### YOUR GOAL
Exactly as written, print each record in the listing.

** start GIVEN ENTRIES **

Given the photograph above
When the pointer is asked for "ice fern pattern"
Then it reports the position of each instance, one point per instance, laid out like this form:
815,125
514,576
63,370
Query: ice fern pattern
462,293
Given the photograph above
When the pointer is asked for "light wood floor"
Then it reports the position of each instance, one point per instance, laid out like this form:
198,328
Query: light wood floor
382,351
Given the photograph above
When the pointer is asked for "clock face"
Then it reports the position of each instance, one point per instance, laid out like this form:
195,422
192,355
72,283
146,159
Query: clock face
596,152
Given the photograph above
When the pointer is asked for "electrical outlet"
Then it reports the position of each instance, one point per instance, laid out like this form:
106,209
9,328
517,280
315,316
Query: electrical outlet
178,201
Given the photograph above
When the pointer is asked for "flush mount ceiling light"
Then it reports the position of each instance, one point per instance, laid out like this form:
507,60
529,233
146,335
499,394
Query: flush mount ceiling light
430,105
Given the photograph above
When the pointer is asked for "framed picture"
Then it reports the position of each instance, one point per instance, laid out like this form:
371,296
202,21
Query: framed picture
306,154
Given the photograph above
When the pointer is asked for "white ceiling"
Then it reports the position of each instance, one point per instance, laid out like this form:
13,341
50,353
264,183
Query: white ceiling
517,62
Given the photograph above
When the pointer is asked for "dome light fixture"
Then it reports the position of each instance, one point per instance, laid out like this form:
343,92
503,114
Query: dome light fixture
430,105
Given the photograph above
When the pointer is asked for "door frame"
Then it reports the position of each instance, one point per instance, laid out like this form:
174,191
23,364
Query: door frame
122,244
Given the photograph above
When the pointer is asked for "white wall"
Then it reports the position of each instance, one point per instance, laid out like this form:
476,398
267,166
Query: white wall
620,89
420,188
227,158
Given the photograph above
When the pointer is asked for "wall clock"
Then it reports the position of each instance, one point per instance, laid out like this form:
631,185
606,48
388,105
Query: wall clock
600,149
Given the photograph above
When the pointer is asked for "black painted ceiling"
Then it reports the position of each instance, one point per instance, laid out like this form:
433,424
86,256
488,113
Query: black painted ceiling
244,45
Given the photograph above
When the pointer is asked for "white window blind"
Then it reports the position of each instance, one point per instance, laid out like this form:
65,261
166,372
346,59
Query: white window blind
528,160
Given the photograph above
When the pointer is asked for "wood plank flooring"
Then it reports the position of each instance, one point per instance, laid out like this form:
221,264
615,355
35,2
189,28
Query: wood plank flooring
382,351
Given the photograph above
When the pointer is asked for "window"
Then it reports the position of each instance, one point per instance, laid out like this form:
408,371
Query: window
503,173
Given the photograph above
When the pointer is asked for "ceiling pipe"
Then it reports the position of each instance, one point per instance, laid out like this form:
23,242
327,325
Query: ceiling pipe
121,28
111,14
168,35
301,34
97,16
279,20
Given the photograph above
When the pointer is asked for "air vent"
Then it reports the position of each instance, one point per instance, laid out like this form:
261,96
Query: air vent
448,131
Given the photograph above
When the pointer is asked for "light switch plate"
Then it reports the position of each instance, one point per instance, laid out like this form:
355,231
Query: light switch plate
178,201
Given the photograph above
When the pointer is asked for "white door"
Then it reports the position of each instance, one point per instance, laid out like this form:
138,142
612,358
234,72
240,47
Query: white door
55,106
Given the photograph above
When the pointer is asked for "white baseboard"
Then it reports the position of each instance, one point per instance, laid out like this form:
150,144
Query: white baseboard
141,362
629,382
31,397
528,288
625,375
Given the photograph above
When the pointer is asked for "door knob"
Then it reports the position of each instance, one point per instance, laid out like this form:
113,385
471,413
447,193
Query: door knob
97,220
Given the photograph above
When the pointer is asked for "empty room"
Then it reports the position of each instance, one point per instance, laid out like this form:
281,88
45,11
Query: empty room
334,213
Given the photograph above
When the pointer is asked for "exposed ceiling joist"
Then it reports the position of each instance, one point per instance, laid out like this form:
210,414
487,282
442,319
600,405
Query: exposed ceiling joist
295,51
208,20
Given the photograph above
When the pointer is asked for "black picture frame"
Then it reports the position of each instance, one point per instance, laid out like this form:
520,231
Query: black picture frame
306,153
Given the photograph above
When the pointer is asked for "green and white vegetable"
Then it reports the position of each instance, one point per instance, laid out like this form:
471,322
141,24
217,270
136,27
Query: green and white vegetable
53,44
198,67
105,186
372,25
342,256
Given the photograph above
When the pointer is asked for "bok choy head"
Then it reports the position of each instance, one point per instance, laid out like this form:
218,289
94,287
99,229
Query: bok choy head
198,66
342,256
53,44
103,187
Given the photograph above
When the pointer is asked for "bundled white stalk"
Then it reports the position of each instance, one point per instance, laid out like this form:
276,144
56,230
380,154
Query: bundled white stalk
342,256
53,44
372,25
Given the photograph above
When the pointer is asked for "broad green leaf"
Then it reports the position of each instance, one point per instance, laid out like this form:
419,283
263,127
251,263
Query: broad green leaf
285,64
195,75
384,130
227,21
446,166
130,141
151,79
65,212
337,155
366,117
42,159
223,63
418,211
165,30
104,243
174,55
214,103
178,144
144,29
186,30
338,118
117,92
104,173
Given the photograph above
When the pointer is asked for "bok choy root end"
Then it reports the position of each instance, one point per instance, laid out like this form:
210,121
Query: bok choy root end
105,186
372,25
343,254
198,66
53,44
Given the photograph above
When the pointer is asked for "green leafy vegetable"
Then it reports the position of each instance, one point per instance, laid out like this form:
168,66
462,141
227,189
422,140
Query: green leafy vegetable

** end GIVEN ENTRIES **

### EXERCISE SOLUTION
Given the photograph above
When the pointer is asked for "ice fern pattern"
Then it reports the position of each instance, one point per instance, laid out like this form:
815,125
514,576
63,370
Query: ice fern pattern
462,293
Given the photograph above
When the pointer is asked for "light wood floor"
Then it reports the position of each instance, one point per instance, laid out like this form:
198,328
Query: light wood floor
382,351
Given the photograph above
When the pointer is asked for "clock face"
Then it reports the position of each instance, one point per instance, laid out like this form:
195,422
192,355
72,283
146,159
Query: clock face
596,152
Given the photograph above
When the pointer is asked for "electrical outlet"
Then it reports the position of each instance, one point per instance, laid out like this form:
106,209
9,328
517,280
315,316
Query: electrical outlet
178,201
Given the photograph above
When the pointer is asked for "flush mount ceiling light"
Then it reports the position of each instance, one point per instance, laid out like this form:
507,60
529,233
146,335
499,394
Query: flush mount ceiling light
430,105
Given the photograph above
When the pointer is asked for "framed picture"
Then it reports the position of each instance, one point per instance, laid out like this form:
371,296
202,21
Query: framed picture
306,154
Given the photograph above
When the pointer is asked for "white ceiling"
Then it reports the position of each instance, one point per instance, laid out like this form:
13,341
50,353
264,183
Query: white ceiling
517,62
Given the photograph above
When the pointer is asked for "dome light fixture"
Then it reports the position of each instance, one point per instance, laid out like this form:
343,92
503,114
Query: dome light fixture
430,105
Given the photograph above
When the pointer is asked for "door frame"
Then it reports the position of each instance, one point per instance, laid out like this form:
174,191
23,364
Query: door frame
122,244
Given the photograph above
When the pointer is asked for "white wall"
Then it reports the position of each instance, one point per instance, laid out like this form:
476,398
267,166
Query: white wall
620,89
420,188
227,158
Given the photograph above
When the pointer is asked for "wall clock"
Then it reports the position of each instance, one point per instance, laid out like this form:
631,185
606,48
388,105
Query: wall clock
600,149
Given the photograph above
When the pointer is asked for "black painted ceiling"
Then it reports the position of each instance, one point per instance, laid out like this form:
433,424
86,256
488,113
Query: black painted ceiling
244,45
Given the photograph above
When the pointer is asked for "white window blind"
Then it reports the position of each instance, one point per instance, laid out like this form:
65,261
166,372
346,59
Query: white window blind
528,160
Given the photograph above
When the pointer is asked for "wood plank flooring"
Then it reports the position of each instance, one point per instance, laid out like this form:
221,264
615,355
35,2
189,28
Query: wood plank flooring
382,351
Given the photograph above
When the pointer is asked for "window"
Then it reports the position of each instance, one point per instance, laid out like this form:
408,371
Query: window
503,173
Given the photograph above
When the pointer is asked for "ceiling pipe"
Then it reports the position of each instance, one point per instance, laid out like this form:
23,242
327,325
Query: ceiling pipe
121,28
111,14
168,35
301,34
97,16
279,20
Given the photograph above
When the pointer is asked for "air vent"
Then it reports the position of each instance, one point per instance, laid out like this form:
261,96
Query: air vent
448,131
Given the photograph above
When the pointer is asked for "light switch plate"
Then it reports the position of each instance, one point per instance, laid out like this form:
355,231
Query: light switch plate
178,201
Given the photograph above
When the pointer is asked for "white door"
Then it reports the position of each instance, one point per instance, laid out like this form:
138,142
612,358
234,72
240,47
Query: white door
55,106
Given the photograph above
When the pointer is asked for "white baseboard"
Then it reports the position of each instance, one point per instance, laid out like this form:
150,144
Query: white baseboard
141,362
629,382
31,397
528,288
625,375
Given the photograph above
When the pointer is asked for "door knob"
Then it reports the position of each instance, one point per instance, laid out like this form:
113,385
471,413
447,193
Query: door knob
97,220
Given the photograph above
When the pointer is asked for "empty room"
Then it reports the position of each instance, one point per instance, laid out like this form:
281,88
45,11
Query: empty room
334,213
Given the photograph above
When the pointer is asked for "exposed ceiling joist"
Then it reports the position of each instance, one point per instance, laid out like this form:
210,414
487,282
442,319
600,405
Query: exposed ceiling joist
295,51
208,20
Given the photograph above
When the pointer is asked for "black picture frame"
Then it reports the position of each instance, one point per instance, laid out like this form:
520,231
Query: black picture frame
306,153
Given the photograph above
When the pointer is asked for "green and white vegetable"
Then it reports the position of each instance, one point per instance, laid out like this form:
471,322
141,24
217,270
136,27
Query: green and white vegetable
53,44
198,67
105,186
372,25
342,256
Given the photograph above
When the pointer is asked for "bok choy head"
Then it reports the position of each instance, one point per instance, laid out like this form:
218,289
94,287
99,229
Query: bok choy head
198,66
342,256
53,44
103,187
Given the photograph above
When the pointer is asked for "bundled white stalk"
Then it reports the position of each instance, one point per instance, laid out like this form:
276,144
56,230
380,154
Query: bundled white stalk
342,256
53,44
372,25
Given the photograph above
When the pointer is asked for "broad green leaf"
Then it reports the position of each instance, one point per instance, laid out like this form:
419,283
263,127
251,263
Query: broad green leaf
285,64
195,75
384,130
227,21
446,166
130,141
151,79
65,212
337,155
366,117
42,159
223,63
418,211
165,30
104,243
174,55
214,103
178,144
144,29
186,30
338,118
117,92
104,173
Given the photograph above
When the pointer is asked for "bok choy root end"
Then it reports the position of each instance, one point per instance, laid out like this form:
210,121
Query: bok choy root end
105,186
372,25
343,254
198,66
53,44
Given the photograph above
When the pointer is asked for "green leafy vegetable"
Then it reports the position of each instance, one point per instance, laid out like this form:
168,66
462,141
227,189
422,140
Query: green leafy vegetable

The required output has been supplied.